**Passage**
BEGIN
Why we don't have fusion power plants yet, and what it'll take to get clean, limitless energy to market
- It's been almost 90 years since scientists made the first fusion reaction in a lab.
- But trying to create power from fusion presents a lot of problems.
Over the past year, nuclear fusion experiments at the National Ignition Facility achieved a huge milestone when their reactions yielded more energy than they put into it.
The feats are a monumental first for fusion physics and bring humanity one step closer to harnessing the same type of colossal energy that powers our sun.
While the NIF isn't focusing on commercial applications, its scientific breakthrough lays the groundwork for a slew of research institutions and startups that are pouring hundreds of millions of dollars into building the first fusion power plants. Some have ambitious goals, saying they'll bring electricity to homes as soon as 2028.
Fusion plants could theoretically produce almost 4 million times as much energy as burning coal or oil — with none of the carbon emissions.
But first, researchers need to reliably create a burning plasma — a self-heating mix of atomic nuclei and free electrons — that outputs more energy than it takes to fuel the reaction. It's what Andrew Christlieb, who is part of a US Department of Energy fusion project at Michigan State University, calls "step zero."
"Then you get into a whole bunch of engineering questions" that he predicts will take at least 20 years to solve.
So the prospect of fusion plants powering US cities by 2028 might be too ambitious for hungry-eyed investors intent on ushering in a new age of clean energy.
Hurdle 1: It takes a ton of energy to harness the power of the sun
Almost 90 years ago, scientists first discovered how to produce energy from fusion. Fusion occurs when multiple atoms bind, or fuse, together to form new atoms.
In the process, "a little bit of mass gets converted into energy, but that little bit of mass gets converted into a lot of energy," Christlieb said.
The sun achieves nuclear fusion in its core, where temperatures are 27 million degrees Fahrenheit, and the pressure is 100 billion times that of Earth's atmosphere. Reproducing those conditions on Earth to harness that power is a technological challenge, to say the least.
Three scientists first achieved such a feat in the lab in 1934, when they bombarded a type of hydrogen atom with another type of subatomic particle called a deuteron. The results produced "an enormous effect," they reported in The Proceedings of the Royal Society.
But sustaining a fusion experiment to generate continuous streams of energy is what scientists have been chasing ever since.
END
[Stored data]
BEGIN
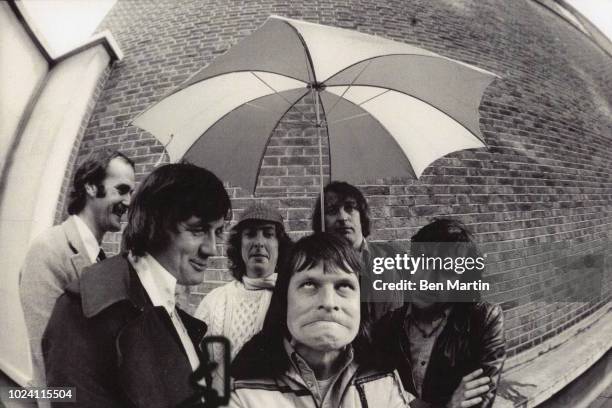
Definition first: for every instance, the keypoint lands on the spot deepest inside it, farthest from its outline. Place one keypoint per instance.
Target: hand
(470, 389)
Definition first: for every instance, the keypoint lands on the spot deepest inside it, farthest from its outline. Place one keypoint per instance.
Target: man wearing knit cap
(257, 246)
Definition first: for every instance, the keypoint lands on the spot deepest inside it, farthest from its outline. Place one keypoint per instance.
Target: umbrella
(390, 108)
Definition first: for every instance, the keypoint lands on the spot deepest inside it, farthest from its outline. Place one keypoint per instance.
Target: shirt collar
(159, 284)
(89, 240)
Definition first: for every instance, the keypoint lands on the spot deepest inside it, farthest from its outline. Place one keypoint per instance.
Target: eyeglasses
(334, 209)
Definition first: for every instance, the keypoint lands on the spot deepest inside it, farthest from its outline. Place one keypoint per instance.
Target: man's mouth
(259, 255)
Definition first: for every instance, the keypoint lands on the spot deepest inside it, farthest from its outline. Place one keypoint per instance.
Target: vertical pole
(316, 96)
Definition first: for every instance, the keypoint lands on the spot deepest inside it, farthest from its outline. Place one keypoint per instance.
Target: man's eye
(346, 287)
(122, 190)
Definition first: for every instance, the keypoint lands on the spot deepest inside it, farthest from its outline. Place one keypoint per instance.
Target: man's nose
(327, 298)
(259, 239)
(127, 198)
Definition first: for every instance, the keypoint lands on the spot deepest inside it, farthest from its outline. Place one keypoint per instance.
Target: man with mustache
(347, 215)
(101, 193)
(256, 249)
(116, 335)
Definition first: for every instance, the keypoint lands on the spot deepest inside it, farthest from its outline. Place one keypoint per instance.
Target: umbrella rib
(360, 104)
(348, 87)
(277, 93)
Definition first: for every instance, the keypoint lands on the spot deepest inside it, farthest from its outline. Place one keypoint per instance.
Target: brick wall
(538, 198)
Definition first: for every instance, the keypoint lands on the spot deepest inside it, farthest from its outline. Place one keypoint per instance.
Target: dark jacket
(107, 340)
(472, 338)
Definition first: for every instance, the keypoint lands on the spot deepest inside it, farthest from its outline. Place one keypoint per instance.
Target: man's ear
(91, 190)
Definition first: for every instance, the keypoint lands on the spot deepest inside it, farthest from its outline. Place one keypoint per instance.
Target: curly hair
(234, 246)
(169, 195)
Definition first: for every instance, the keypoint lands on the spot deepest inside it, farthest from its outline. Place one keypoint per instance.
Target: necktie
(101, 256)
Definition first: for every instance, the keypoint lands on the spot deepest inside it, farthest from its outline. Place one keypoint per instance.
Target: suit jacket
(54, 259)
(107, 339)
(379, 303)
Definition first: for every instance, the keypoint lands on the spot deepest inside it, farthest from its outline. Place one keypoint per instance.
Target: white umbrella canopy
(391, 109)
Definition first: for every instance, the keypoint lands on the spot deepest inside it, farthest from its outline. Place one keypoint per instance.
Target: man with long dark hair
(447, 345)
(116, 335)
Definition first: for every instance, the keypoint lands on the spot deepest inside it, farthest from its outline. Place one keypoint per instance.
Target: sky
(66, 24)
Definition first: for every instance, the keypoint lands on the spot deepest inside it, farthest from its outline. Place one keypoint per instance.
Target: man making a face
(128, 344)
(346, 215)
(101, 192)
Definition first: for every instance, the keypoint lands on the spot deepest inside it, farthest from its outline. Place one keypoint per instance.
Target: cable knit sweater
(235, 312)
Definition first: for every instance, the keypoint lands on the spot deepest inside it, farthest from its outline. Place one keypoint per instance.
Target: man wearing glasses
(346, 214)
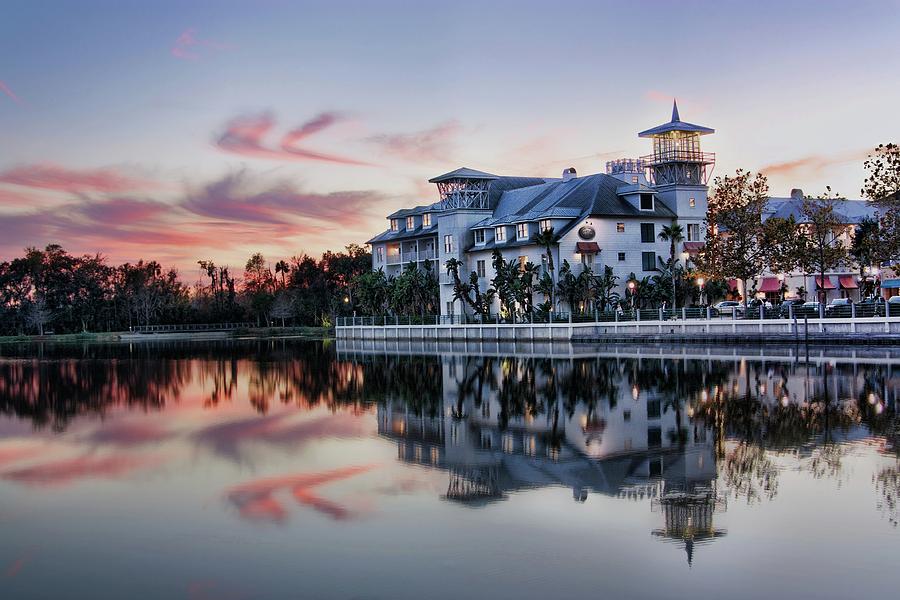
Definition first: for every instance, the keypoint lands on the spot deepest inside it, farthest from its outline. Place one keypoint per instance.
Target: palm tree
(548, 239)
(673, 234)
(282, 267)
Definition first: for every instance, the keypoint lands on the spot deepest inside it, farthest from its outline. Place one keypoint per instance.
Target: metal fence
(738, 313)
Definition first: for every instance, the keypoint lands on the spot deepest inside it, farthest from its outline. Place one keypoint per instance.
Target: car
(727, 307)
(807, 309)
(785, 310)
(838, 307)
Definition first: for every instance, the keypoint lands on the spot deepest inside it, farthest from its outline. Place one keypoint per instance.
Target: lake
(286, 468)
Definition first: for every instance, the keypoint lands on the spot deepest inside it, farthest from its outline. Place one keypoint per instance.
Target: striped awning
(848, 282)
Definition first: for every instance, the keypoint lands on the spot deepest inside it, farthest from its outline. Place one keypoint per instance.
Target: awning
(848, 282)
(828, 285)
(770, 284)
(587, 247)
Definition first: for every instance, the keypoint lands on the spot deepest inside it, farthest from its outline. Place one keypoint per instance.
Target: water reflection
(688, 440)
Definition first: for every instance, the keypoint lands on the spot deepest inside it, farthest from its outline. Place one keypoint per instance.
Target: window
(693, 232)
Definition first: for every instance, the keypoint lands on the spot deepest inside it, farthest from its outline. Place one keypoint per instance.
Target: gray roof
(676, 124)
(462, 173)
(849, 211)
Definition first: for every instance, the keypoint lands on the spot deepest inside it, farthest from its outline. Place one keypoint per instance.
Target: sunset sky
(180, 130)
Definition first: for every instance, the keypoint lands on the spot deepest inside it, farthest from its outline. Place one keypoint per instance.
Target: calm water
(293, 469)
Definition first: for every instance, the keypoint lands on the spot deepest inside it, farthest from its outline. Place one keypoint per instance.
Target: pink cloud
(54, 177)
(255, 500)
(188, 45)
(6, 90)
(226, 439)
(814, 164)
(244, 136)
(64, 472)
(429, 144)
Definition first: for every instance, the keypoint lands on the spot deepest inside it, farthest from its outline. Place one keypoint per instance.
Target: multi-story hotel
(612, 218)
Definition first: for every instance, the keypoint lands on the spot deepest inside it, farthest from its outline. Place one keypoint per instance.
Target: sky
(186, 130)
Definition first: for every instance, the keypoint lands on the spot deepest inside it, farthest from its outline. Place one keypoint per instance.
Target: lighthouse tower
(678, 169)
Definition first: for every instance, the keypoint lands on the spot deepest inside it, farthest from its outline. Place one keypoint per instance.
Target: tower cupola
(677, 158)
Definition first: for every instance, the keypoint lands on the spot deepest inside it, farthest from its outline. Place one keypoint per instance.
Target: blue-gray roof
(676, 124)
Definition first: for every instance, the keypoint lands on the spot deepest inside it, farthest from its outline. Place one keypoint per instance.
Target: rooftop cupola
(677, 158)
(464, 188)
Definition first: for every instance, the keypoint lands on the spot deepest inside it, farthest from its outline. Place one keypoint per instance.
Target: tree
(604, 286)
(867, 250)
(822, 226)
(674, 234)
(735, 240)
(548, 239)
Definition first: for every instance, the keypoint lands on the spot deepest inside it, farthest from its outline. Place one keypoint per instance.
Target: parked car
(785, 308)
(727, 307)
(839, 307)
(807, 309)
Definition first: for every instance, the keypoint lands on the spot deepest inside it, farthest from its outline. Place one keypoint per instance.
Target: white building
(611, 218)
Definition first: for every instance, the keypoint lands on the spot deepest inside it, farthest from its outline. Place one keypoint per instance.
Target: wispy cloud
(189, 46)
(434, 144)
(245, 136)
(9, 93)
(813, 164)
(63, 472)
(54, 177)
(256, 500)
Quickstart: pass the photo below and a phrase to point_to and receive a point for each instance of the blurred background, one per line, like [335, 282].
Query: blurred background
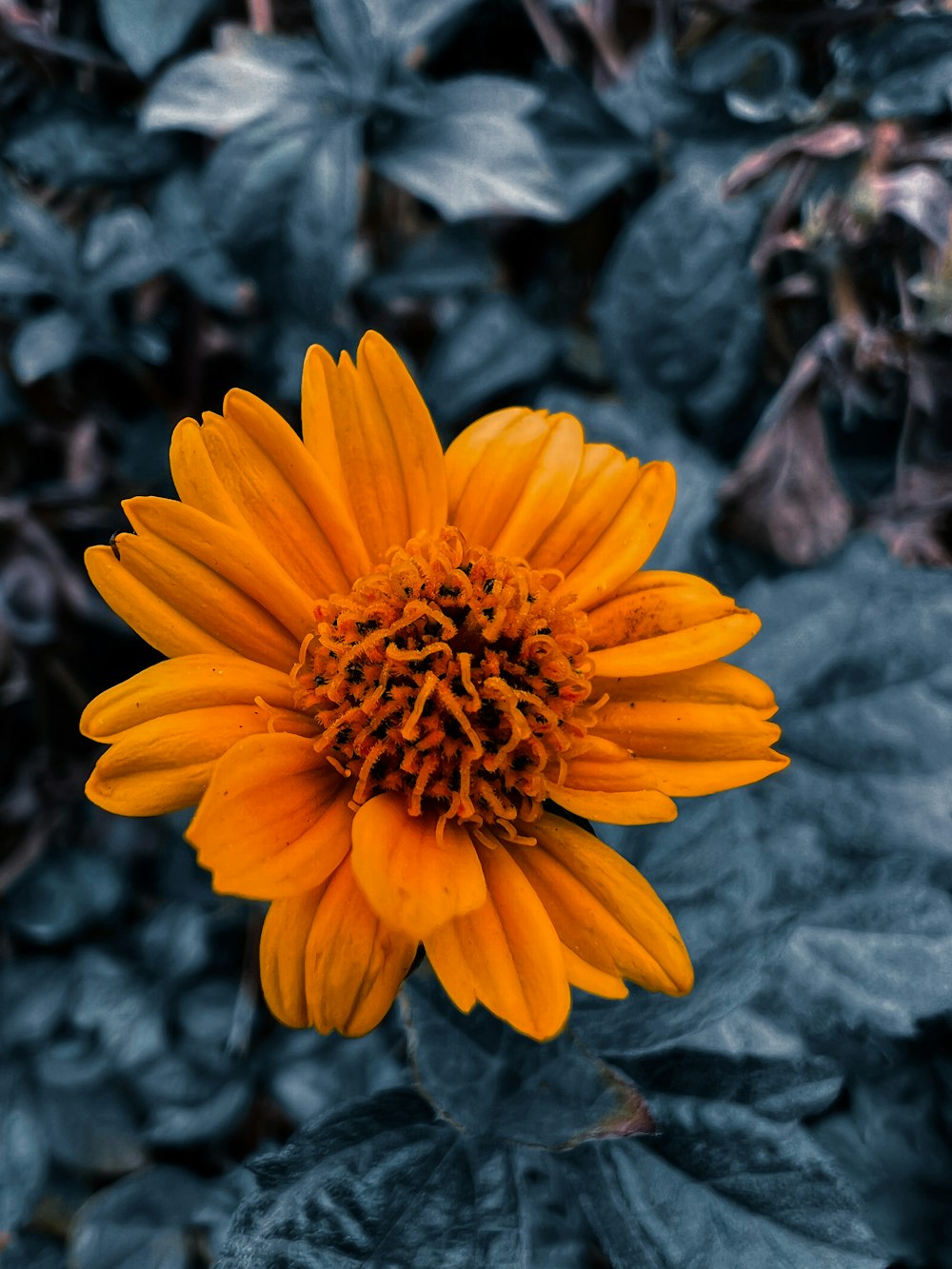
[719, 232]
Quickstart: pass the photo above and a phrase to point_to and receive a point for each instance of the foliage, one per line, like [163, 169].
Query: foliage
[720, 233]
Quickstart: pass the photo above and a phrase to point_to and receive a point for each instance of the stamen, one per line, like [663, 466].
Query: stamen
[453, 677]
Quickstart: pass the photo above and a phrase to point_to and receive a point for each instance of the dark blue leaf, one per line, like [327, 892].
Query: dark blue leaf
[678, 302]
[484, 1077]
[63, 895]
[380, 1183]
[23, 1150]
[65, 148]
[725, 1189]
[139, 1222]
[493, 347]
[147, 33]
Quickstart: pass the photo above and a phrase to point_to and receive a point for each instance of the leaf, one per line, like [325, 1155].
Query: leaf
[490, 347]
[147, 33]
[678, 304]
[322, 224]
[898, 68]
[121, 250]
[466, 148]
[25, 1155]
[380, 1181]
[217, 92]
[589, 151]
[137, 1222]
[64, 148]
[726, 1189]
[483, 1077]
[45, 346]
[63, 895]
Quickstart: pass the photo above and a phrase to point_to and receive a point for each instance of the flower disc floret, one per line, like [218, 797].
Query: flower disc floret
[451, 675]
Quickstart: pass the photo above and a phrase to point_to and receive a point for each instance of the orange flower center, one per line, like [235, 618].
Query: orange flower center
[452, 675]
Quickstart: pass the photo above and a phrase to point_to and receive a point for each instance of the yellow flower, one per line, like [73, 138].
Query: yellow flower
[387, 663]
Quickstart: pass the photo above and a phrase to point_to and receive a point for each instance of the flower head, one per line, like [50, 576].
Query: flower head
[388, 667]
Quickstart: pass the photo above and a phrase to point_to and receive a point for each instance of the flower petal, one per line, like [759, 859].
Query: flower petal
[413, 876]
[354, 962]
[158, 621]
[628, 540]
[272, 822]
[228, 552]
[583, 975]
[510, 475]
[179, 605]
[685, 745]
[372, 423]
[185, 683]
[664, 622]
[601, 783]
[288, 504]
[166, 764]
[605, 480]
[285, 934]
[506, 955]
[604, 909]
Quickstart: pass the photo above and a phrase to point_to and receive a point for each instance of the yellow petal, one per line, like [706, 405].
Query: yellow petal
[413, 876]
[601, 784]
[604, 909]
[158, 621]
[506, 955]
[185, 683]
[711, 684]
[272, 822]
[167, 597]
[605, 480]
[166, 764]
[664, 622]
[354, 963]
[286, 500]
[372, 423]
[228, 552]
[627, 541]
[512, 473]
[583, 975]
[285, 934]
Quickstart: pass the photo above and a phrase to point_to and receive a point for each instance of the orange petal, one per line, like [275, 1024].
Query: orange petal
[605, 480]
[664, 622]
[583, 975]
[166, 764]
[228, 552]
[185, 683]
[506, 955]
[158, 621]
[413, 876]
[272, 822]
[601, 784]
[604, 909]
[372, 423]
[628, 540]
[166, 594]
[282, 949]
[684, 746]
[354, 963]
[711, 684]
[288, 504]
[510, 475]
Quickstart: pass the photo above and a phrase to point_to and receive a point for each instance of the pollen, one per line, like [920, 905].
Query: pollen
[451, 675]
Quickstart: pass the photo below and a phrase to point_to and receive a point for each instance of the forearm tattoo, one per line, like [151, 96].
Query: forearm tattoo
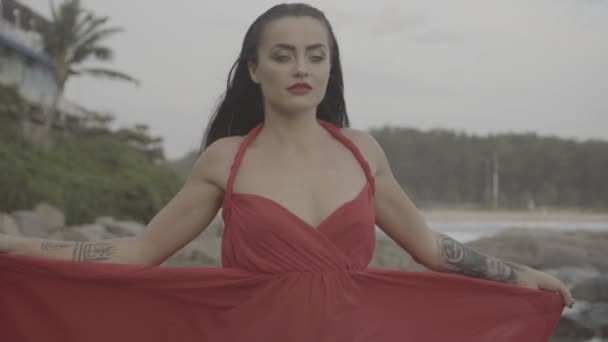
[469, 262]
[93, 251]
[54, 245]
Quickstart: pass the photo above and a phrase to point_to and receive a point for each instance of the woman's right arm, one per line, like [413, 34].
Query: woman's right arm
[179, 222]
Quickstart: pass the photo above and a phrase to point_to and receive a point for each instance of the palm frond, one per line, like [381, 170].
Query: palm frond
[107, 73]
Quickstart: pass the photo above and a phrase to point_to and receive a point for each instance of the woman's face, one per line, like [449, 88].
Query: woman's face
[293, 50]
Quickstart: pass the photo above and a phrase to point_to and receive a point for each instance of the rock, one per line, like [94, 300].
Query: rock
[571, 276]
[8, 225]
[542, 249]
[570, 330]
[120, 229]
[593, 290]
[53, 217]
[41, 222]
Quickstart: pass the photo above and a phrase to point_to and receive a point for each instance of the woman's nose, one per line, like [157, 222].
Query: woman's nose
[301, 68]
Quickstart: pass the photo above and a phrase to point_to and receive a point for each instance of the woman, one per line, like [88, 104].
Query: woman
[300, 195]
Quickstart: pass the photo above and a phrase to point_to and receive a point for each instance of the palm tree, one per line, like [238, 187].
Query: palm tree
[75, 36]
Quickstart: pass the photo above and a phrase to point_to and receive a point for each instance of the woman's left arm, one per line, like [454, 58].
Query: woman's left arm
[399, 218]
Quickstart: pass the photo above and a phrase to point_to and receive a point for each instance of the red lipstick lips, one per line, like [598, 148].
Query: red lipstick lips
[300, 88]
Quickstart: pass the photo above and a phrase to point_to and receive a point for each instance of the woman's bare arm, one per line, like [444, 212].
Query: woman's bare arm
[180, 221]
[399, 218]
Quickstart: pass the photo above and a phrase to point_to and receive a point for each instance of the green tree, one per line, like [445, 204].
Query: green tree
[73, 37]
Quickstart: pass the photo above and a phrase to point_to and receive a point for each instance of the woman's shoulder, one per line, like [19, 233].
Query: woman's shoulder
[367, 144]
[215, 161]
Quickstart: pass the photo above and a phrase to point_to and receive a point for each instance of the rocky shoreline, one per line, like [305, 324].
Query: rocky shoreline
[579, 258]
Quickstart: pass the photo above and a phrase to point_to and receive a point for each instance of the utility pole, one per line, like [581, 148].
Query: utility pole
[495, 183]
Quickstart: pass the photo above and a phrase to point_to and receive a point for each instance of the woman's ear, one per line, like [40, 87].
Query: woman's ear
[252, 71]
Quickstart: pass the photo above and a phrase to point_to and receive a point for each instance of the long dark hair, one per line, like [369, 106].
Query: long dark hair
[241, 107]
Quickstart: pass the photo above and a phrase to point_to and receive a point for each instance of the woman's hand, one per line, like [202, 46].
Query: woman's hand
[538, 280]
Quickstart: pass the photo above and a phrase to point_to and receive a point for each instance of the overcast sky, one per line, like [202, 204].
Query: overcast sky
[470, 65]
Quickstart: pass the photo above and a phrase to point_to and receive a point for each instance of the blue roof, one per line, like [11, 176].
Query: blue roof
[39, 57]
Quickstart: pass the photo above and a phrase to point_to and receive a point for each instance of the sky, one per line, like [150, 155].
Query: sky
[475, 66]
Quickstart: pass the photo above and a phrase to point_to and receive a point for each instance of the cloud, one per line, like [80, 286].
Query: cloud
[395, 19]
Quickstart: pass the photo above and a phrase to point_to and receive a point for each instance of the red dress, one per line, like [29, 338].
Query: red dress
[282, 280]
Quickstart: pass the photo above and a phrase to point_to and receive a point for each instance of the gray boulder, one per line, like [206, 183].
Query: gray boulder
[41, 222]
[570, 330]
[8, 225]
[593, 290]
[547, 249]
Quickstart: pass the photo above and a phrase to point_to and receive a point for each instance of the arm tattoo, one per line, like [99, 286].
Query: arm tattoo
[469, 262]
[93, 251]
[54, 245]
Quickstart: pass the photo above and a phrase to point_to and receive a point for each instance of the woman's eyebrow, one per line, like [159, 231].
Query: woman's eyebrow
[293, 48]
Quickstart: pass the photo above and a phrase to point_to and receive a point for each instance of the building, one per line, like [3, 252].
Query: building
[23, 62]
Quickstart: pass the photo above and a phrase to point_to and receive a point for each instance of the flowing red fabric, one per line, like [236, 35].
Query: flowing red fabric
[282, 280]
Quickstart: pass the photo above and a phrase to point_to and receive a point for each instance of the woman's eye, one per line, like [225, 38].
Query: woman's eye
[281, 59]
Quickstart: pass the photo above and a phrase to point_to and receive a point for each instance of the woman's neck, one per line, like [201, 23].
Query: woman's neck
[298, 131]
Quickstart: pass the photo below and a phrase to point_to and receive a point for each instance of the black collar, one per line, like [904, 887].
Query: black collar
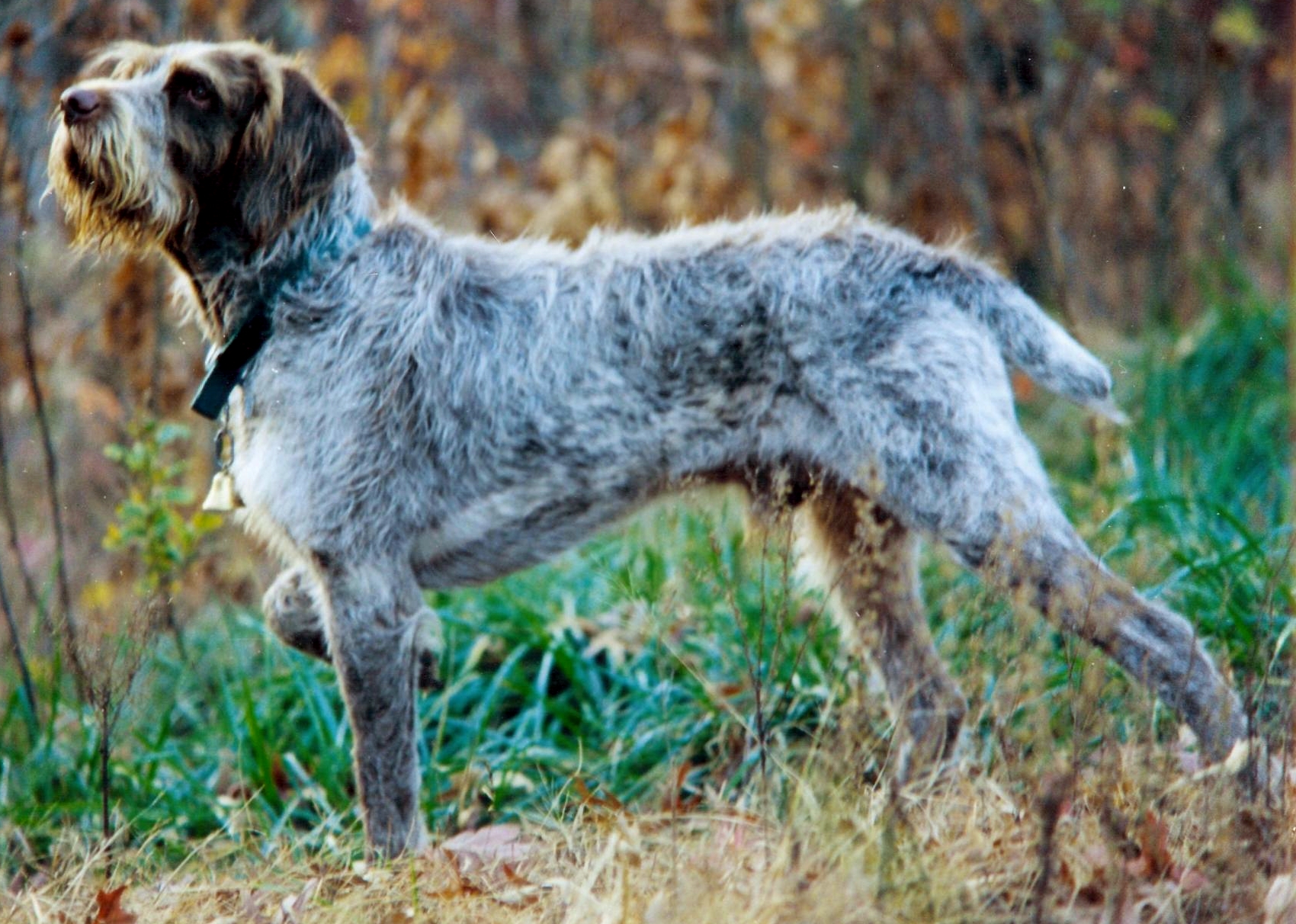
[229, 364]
END
**Problem 1**
According to the fusion article, in what year did three scientists first achieve fusion in a lab?
**Problem 2**
Repeat word for word the part of the fusion article that opens with the words containing "But first, researchers" and closes with "of clean energy.".
The data were drawn from a separate source.

**Full solution 1**
1934

**Full solution 2**
But first, researchers need to reliably create a burning plasma — a self-heating mix of atomic nuclei and free electrons — that outputs more energy than it takes to fuel the reaction. It's what Andrew Christlieb, who is part of a US Department of Energy fusion project at Michigan State University, calls "step zero."
"Then you get into a whole bunch of engineering questions" that he predicts will take at least 20 years to solve.
So the prospect of fusion plants powering US cities by 2028 might be too ambitious for hungry-eyed investors intent on ushering in a new age of clean energy.